Excerpts from location labeling data:
=======

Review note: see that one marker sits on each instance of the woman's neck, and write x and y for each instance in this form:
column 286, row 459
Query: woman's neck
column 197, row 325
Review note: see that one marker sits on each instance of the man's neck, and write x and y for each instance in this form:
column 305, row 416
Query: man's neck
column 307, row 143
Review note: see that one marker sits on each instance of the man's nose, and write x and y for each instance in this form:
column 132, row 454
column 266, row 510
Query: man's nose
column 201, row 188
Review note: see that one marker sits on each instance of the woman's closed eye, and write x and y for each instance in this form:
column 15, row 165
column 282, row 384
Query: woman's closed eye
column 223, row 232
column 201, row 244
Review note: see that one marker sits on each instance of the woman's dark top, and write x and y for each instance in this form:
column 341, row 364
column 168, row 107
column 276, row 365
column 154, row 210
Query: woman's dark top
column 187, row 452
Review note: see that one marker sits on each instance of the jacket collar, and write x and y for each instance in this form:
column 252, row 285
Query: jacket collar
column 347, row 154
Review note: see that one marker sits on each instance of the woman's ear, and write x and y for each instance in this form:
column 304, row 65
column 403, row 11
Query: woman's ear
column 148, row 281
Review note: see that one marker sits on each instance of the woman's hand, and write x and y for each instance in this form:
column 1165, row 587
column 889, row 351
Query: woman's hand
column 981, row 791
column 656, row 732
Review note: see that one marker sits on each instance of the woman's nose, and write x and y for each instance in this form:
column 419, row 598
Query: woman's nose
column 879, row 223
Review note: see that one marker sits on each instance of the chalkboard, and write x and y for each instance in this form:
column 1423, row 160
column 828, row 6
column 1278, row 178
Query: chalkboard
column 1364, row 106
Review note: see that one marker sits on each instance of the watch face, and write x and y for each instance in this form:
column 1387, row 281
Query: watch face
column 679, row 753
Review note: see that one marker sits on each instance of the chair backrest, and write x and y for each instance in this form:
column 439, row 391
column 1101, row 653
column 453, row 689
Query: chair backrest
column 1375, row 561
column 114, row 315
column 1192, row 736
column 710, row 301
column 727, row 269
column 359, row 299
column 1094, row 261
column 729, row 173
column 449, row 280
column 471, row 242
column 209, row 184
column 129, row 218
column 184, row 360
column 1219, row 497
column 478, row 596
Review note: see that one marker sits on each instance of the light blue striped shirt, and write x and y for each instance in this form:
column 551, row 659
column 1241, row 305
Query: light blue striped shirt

=======

Please change each "Query" in the rows above to "Target" and copy all the rows out again, keeping everything else the same.

Review note: see that one marker sits on each instance of the woman's neck, and write x and y for each instance in this form:
column 286, row 459
Target: woman's neck
column 197, row 325
Review note: see that one marker sits on each instance of the man's neck, and write x and y for each instance in this form:
column 305, row 416
Target: man's neck
column 307, row 143
Review note: see that one marker sits on each instance of the man's nose, and write x and y for each instance in this form:
column 132, row 454
column 266, row 510
Target: man's nose
column 201, row 188
Review note: see that one marker sits on each instance of the woman's closed eye, and write x and y for each instance in this form:
column 15, row 165
column 282, row 384
Target: woman's closed eye
column 223, row 232
column 201, row 244
Review note: see that one marker sits on each instance of the woman's dark top, and write x and y for each instance in this form:
column 341, row 364
column 168, row 107
column 276, row 365
column 154, row 210
Target: woman's dark top
column 187, row 452
Review note: see that one marker sits on each instance of the jacket collar, and write x and y for each instance in this form:
column 252, row 285
Target: jacket collar
column 347, row 154
Review note: see that one marker sits on each instance of the woman's ear, and write x and y for each instance in this form:
column 304, row 65
column 403, row 11
Target: woman's ear
column 148, row 281
Review note: see that one marker sits on each instance of the woman's hand, and write x and y for each instance in this form:
column 1165, row 587
column 889, row 351
Target: woman's hand
column 981, row 791
column 656, row 732
Review note: see that one marker sits on each instance of the woman's nose, and write x and y for each instance in this form:
column 419, row 598
Target: woman's nose
column 879, row 223
Review note: see that one marker sits on each instance of the chalkboard, and write x and y for each instance in this form:
column 1423, row 160
column 828, row 6
column 1278, row 178
Target: chalkboard
column 1364, row 106
Review note: see that one marker sits on each instance of the watch face, and write x and y for each instance in this form:
column 1387, row 281
Target: watch face
column 679, row 753
Review note: see that one marker sits on each instance of the chair backrest, and write x and y for each instance in this form:
column 439, row 391
column 1101, row 653
column 453, row 689
Target: chair backrest
column 1375, row 561
column 114, row 315
column 1192, row 736
column 710, row 301
column 727, row 269
column 359, row 299
column 1094, row 261
column 729, row 173
column 449, row 280
column 471, row 242
column 209, row 184
column 129, row 218
column 184, row 360
column 1219, row 497
column 478, row 596
Review note: see that one marker sits on each instance of the light blue striped shirt, and write x and y for each instance in this form:
column 551, row 659
column 1241, row 305
Target: light blue striped shirt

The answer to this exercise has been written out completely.